> [Given records]:

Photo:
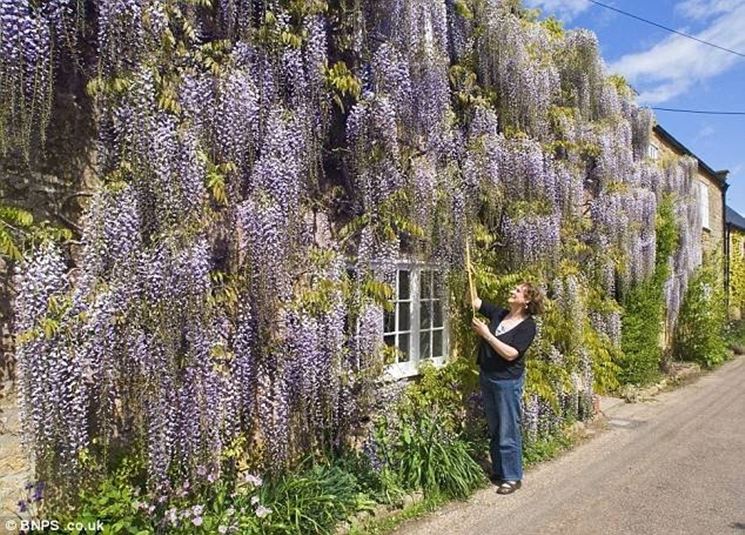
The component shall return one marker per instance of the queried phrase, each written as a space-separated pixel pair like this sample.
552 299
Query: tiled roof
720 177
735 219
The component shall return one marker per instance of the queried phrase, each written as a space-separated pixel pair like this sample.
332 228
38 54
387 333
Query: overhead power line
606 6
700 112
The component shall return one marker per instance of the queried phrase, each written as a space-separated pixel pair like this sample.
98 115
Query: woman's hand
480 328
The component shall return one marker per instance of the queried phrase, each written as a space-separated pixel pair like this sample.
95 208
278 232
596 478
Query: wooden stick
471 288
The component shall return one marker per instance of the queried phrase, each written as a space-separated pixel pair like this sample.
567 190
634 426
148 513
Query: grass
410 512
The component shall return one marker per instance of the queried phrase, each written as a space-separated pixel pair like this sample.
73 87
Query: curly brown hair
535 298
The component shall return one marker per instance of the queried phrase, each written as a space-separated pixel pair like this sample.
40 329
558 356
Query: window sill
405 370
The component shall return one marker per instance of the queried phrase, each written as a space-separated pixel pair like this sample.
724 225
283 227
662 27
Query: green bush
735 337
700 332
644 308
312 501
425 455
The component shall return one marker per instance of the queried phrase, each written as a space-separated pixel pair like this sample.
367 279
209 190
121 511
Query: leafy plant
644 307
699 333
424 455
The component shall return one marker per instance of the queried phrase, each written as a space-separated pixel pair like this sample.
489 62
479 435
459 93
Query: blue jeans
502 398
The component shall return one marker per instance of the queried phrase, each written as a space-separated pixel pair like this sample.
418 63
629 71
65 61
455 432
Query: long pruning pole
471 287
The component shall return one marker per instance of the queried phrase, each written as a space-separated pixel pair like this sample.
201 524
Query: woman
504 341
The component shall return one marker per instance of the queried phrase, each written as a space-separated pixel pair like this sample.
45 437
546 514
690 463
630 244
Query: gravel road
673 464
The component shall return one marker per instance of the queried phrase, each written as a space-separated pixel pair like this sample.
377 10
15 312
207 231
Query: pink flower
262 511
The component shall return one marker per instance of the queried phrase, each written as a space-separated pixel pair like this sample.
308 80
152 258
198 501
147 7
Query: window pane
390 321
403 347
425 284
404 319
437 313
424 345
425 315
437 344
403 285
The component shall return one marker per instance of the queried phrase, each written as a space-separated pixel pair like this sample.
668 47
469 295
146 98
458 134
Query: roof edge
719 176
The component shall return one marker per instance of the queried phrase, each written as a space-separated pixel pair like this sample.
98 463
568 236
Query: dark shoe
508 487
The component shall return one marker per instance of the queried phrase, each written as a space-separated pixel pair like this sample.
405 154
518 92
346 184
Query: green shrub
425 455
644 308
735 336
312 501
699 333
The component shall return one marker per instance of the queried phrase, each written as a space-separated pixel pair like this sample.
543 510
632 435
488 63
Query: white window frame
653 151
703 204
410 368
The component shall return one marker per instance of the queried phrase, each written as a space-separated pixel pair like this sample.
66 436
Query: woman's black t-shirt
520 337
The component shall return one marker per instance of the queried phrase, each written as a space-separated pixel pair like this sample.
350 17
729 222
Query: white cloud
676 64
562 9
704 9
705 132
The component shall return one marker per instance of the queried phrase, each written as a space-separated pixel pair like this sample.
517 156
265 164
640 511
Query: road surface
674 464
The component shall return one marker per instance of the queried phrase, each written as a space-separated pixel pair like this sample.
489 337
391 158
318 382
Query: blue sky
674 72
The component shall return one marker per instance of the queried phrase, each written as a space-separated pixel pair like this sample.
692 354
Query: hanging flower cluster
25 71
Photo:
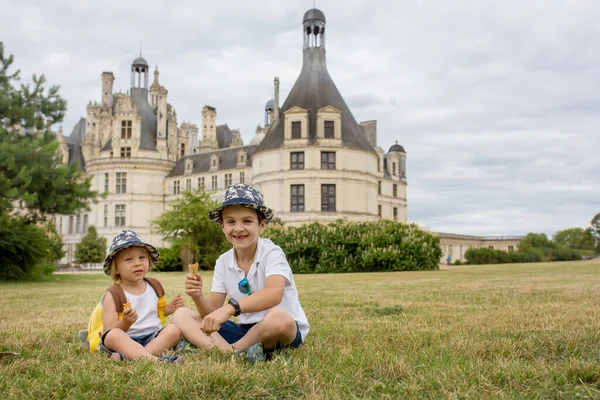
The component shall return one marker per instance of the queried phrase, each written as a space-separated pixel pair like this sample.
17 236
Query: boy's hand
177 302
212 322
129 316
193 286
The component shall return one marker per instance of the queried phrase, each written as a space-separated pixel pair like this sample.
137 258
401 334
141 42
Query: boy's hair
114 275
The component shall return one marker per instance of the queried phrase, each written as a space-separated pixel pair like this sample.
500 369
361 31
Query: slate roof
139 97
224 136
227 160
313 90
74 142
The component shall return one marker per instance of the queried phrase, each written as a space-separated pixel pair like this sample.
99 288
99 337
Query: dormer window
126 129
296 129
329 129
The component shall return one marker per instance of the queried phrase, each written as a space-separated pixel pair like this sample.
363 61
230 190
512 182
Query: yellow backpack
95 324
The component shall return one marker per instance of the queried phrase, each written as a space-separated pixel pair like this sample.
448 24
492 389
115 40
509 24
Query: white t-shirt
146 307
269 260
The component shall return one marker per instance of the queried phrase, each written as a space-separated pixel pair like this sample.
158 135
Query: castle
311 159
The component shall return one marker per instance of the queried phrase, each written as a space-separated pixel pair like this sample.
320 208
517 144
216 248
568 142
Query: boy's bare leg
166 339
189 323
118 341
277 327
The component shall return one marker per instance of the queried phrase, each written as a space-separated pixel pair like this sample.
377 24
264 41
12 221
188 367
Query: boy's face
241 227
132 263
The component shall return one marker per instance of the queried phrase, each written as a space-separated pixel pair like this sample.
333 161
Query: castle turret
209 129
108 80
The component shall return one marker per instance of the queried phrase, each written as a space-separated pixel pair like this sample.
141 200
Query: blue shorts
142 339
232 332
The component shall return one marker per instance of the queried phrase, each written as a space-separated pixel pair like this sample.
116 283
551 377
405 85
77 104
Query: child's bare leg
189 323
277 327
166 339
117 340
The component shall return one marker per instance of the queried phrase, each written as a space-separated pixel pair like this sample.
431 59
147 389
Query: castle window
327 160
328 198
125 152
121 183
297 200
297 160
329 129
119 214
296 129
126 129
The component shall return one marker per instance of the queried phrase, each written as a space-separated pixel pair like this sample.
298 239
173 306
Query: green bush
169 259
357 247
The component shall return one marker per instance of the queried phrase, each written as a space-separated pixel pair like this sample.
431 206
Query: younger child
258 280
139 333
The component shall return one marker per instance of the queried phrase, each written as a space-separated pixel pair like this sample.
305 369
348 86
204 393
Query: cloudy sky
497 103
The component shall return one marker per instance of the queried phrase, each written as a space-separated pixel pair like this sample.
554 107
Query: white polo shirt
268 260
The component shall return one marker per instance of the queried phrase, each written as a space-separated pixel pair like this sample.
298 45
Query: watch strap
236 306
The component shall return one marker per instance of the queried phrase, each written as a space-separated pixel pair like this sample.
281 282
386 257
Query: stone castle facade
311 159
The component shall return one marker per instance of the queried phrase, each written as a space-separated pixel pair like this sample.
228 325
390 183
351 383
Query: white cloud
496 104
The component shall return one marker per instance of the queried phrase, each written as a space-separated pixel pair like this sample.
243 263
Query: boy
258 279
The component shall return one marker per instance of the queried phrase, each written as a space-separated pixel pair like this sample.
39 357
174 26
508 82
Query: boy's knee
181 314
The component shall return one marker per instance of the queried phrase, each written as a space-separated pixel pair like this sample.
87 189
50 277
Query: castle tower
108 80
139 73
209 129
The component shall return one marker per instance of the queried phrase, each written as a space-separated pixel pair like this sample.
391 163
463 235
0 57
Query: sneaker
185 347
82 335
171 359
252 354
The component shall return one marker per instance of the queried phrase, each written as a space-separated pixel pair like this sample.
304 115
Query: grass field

> [Written problem]:
All of the records above must be copied exactly, except for the pictures.

> [Response to this task]:
Photo:
The component shall return one marker per instance of the queried phrase, each written as a space-separated pixel pair like this sample.
552 299
Query: tiled roof
720 177
735 219
The component shall return one marker per instance of the queried phrase, each written as a space-separated pixel pair like this sample.
332 228
38 54
387 333
Query: overhead power line
606 6
700 112
The component shall return one marker per instance of the queried phrase, each written as a space-separated pixel pair like this sample.
98 115
Query: woman's hand
480 328
The component shall return one marker per instance of the queried phrase, each written as a space-separated pixel pair like this sample.
95 208
278 232
596 478
Query: wooden stick
471 288
The component shall return one marker per instance of the queried phrase, each written as a space-separated pixel pair like this sample.
567 190
634 426
148 513
Query: grass
410 512
The component shall return one marker per instance of the queried phrase, each written as a space-separated pixel pair like this sample.
73 87
Query: curly brown hair
535 298
The component shall return one marker per instance of the queried phrase, each written as a space-separated pixel pair like this sample.
40 329
558 356
Query: window sill
405 370
The component shall return one marker per instance of the queried phrase, each written as a space-separated pixel pair like this sample.
724 225
283 227
662 27
Query: green bush
735 337
700 332
644 308
312 501
425 455
The component shall return one marker per instance of the queried phrase, each written as a space-separated pixel pair like this sample.
367 279
209 190
121 511
Query: leafy plant
644 307
699 333
424 455
The component shall return one marker per instance of the queried phrase, each written as a space-separated pixel pair like this sample.
489 62
479 435
459 93
Query: blue jeans
502 398
The component shall return one marker per instance of the queried phrase, each written as a space-separated pixel pair like this sample.
418 63
629 71
65 61
455 432
Query: long pruning pole
471 287
The component shall return one marker per instance of the queried phrase, each written as a space-separated pixel pair like this sample.
201 524
Query: woman
504 341
The component shall return one marker per instance of the queried phrase, each written as a space-separated pixel pair like this sample.
45 437
546 514
690 463
630 244
Query: gravel road
673 464
The component shall return one marker per instance of the queried phrase, each written as a space-separated pixel pair like this sample.
377 10
15 312
207 231
Query: pink flower
262 511
The component shall return one marker per instance of the queried phrase, each written as a space-separated pixel pair like this sample.
308 80
152 258
198 501
147 7
Query: window pane
390 321
403 347
425 284
404 319
437 313
424 345
425 315
437 344
403 285
The component shall return one marker per instance of the queried phrase, each written as a space-separated pixel pair like this sample.
668 47
469 295
146 98
458 134
Query: roof edge
719 176
The component shall return one marker per instance of the queried phrase, each written as a space-separated pixel pair like this sample.
98 463
568 236
Query: dark shoe
508 487
The component shall return one marker per instance of the queried phrase, each written as a space-separated pixel pair like this sample.
405 154
518 92
346 184
Query: green shrub
425 455
644 308
735 336
312 501
699 333
The component shall return one marker per instance of the queried phrase, each written as a space-separated pixel pair like this sample.
543 510
632 435
488 63
Query: white window frame
653 151
703 204
410 368
The component shall return one marker per instance of the queried phrase, each written as a space-separated pixel pair like this sample.
66 436
Query: woman's black t-shirt
520 337
The component shall return one marker per instance of the queried phrase, each written as a space-separated pixel pair like this sample.
350 17
729 222
Query: white cloud
676 64
562 9
704 9
705 132
The component shall return one marker per instance of the queried phrase, each written as a space-separated pixel pair like this sample.
517 156
265 164
640 511
Query: road surface
674 464
The component shall return one marker per instance of the queried phrase, each written as a space-separated pixel pair like this sample.
489 337
391 158
318 382
Query: blue sky
674 72
The component shall return one marker per instance of the queried phrase, each written as a space-separated pixel pair like this sample.
692 354
Query: hanging flower cluster
25 71
Photo:
The component shall return one marker per instance of the queried phrase, each written as a space-separated pixel pair like this sample.
17 236
Query: boy's hand
177 302
212 322
129 316
193 286
The component shall return one marker per instance of the queried phrase, each written as a space-separated pixel pair like this sample.
137 258
401 334
141 42
Query: boy's hair
114 275
The component shall return one marker per instance of the queried phrase, each written as a space-separated pixel pair like this sample.
500 369
361 31
Query: slate roof
139 97
224 136
227 160
313 90
74 142
The component shall return one marker per instance of the queried phrase, each written as a space-separated pixel pair like this sample.
99 288
99 337
Query: dormer window
126 129
296 129
329 129
The component shall return one marker per instance of the queried phrase, each written as a space-separated pixel pair like this sample.
363 61
230 190
512 182
Query: yellow backpack
95 324
The component shall return one marker per instance of the queried phrase, each written as a space-separated pixel pair like this sample.
448 24
492 389
115 40
509 24
Query: white t-shirt
146 307
269 260
The component shall return one marker per instance of the queried phrase, each written as a space-separated pixel pair like this sample.
158 135
Query: castle
311 159
The component shall return one marker per instance of the queried phrase, each written as a space-separated pixel pair like this sample.
320 208
517 144
216 248
568 142
Query: boy's bare leg
166 339
189 323
118 341
277 327
The component shall return one marker per instance of the queried phrase, each written as a space-separated pixel pair like this sample.
377 24
264 41
12 221
188 367
Query: boy's face
241 227
132 263
The component shall return one marker per instance of the queried phrase, each written as a space-separated pixel pair like this sample.
333 161
Query: castle turret
209 129
108 80
The component shall return one marker per instance of the queried phrase, each written as a space-separated pixel pair like this sample.
141 200
Query: blue shorts
142 339
232 332
The component shall return one marker per instance of the queried phrase, each written as a space-separated pixel pair like this sample.
116 283
551 377
405 85
77 104
Query: child's bare leg
189 323
277 327
166 339
117 340
The component shall return one marker per instance of the queried phrase, each written as a space-separated pixel pair like this sample.
431 59
147 389
Query: castle window
327 160
328 198
125 152
121 183
297 200
297 160
329 129
119 214
296 129
126 129
The component shall return one marker per instance of the queried phrase, each written as a space-separated pixel pair like this sample.
298 239
173 306
Query: green bush
169 259
357 247
The component shall return one marker per instance of the queried phrase, each written as a space-separated pixel pair like this sample.
431 206
Query: younger child
258 280
139 333
The component shall return one marker per instance of the queried phrase, each written as a space-separated pixel pair like this sample.
305 369
348 86
204 393
Query: cloudy sky
497 103
The component shall return one marker per instance of the queried phrase, each written as a space-separated pixel pair like this sample.
554 107
Query: white polo shirt
268 260
The component shall return one marker per instance of the queried phrase, each written as a space-separated pixel pair like this sample.
298 45
Query: watch strap
236 306
The component shall return one marker per instance of the queried phrase, each written as a space-separated pixel pair like this sample.
281 282
386 257
Query: stone castle facade
311 159
The component shall return one marker per instance of the queried phrase, each written as a space-separated pixel pair like this sample.
228 325
390 183
351 383
Query: white cloud
496 104
The component shall return one marker per instance of the queried phrase, each written as a space-separated pixel pair like this sample.
243 263
Query: boy
258 279
The component shall return one marker per instance of the queried phrase, each written as a space-separated pixel pair like this sample.
39 357
174 26
508 82
Query: boy's knee
181 314
The component shall return one marker per instance of the queried phrase, each written as a space-separated pixel pair like this sample.
87 189
50 277
Query: castle tower
108 80
139 73
209 129
The component shall return one marker per instance of the queried phrase, each written as a space-separated pixel pair like this sample.
391 163
463 235
0 57
Query: sneaker
185 347
82 335
171 359
252 354
The component shall return one marker per instance of the queried phrase, each written as a space-separated pixel pair like this sample.
304 115
Query: grass field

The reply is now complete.